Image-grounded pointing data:
Start of Block

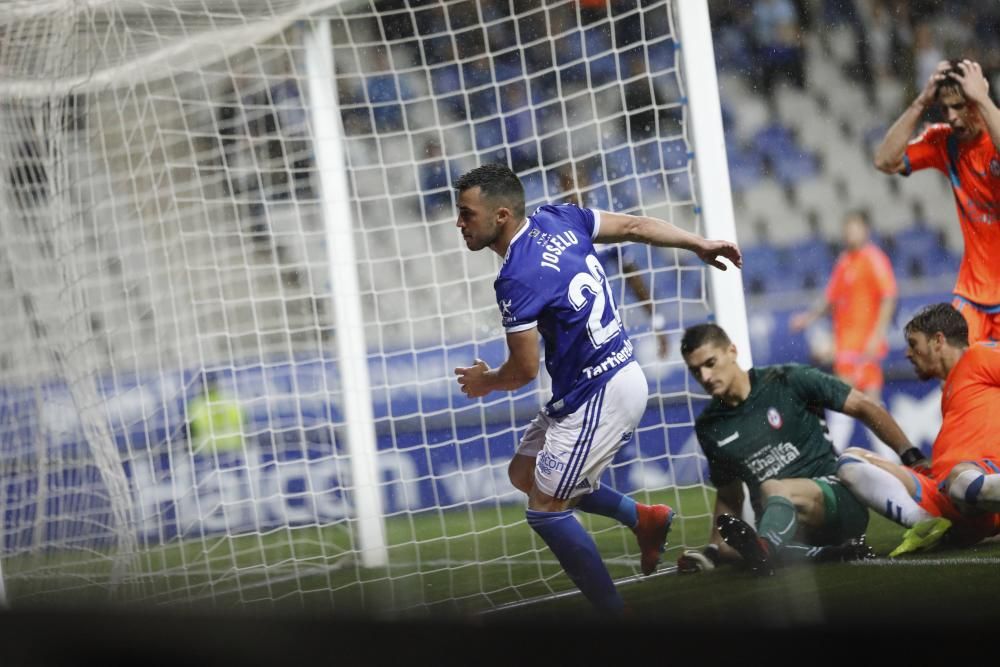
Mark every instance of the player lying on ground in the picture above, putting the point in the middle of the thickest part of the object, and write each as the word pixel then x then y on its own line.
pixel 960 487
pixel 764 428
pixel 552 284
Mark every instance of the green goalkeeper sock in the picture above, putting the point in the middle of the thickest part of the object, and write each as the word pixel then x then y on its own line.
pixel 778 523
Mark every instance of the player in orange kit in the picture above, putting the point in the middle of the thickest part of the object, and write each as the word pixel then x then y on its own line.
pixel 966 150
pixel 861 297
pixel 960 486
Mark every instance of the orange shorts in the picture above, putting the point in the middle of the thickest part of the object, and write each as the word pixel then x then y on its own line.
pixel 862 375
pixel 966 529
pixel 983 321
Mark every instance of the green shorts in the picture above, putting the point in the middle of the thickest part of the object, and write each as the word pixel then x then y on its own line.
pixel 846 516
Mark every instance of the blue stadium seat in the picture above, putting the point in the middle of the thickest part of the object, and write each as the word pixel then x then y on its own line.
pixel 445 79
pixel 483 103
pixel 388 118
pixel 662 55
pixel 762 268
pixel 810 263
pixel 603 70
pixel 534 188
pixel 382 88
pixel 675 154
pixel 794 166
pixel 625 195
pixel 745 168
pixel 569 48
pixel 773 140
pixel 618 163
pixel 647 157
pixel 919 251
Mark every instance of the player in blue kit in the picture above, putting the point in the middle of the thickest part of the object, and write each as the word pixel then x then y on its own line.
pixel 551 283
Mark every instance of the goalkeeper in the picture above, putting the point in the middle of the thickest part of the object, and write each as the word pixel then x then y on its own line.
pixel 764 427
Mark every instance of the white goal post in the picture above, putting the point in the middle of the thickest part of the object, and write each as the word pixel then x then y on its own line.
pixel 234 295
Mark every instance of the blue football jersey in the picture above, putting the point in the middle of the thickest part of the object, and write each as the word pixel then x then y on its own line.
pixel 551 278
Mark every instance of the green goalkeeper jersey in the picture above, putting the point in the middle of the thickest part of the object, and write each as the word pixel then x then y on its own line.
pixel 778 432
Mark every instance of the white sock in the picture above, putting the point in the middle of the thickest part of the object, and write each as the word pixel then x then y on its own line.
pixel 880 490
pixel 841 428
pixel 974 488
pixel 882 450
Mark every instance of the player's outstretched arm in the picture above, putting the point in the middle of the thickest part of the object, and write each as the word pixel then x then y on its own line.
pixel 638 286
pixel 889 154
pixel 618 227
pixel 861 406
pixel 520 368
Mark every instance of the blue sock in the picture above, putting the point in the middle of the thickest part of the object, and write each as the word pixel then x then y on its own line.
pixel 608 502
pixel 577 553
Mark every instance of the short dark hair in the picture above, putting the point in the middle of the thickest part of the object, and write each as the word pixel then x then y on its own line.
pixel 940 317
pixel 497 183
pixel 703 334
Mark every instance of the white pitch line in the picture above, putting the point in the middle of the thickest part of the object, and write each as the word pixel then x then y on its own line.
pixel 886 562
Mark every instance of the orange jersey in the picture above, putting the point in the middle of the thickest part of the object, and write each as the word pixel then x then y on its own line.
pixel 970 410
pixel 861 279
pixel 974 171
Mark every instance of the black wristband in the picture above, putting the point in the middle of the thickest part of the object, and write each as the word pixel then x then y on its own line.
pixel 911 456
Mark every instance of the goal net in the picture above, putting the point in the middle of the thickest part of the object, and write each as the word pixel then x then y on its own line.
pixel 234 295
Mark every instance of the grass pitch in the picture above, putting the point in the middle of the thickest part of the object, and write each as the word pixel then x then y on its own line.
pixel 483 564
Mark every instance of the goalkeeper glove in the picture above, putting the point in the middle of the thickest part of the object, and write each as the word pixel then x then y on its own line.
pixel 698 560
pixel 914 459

End of Block

Your answer must be the line holding "Mark every instance of the short" and every later line of the entries above, written out exactly, and nothing else.

--- ANSWER TO THIS EXERCISE ---
Mark every instance of the short dark hair in the picture above, putting the point in the middle of the thickest part of the object, and write each as the word pixel then x then y on its own line.
pixel 940 317
pixel 497 183
pixel 703 334
Mark every instance of the white pitch line in the picture above, putting the point in the middle of the thickest part of the object, and write each as the word pixel then x then y on its own line.
pixel 886 562
Mark every instance of the orange jersey in the picture above, putting the point in the middle of the thickest part of the object, and write each as the word pixel then x then y on its own line.
pixel 970 410
pixel 861 279
pixel 974 171
Mark every instance of the black wristband in the picture above, putting the point in the middle of the thickest part of the object, and write each as the word pixel then x then y on its own line.
pixel 911 456
Mark every instance of the goal net in the picture above, putting the point in the middle of the thickest part of the object, and write each as the word pixel then x then y on its own line.
pixel 234 295
Mark every instance of the grass pitch in the picture above, putting the point in the middle of the thickest part of the object, and write each as the word pixel then x then y on its own line.
pixel 483 564
Mark every instance of the goalkeeper glove in the picture above, putting the point in the middle of the thickest part of the object, and write each as the word pixel then x then y on its own line.
pixel 698 560
pixel 914 459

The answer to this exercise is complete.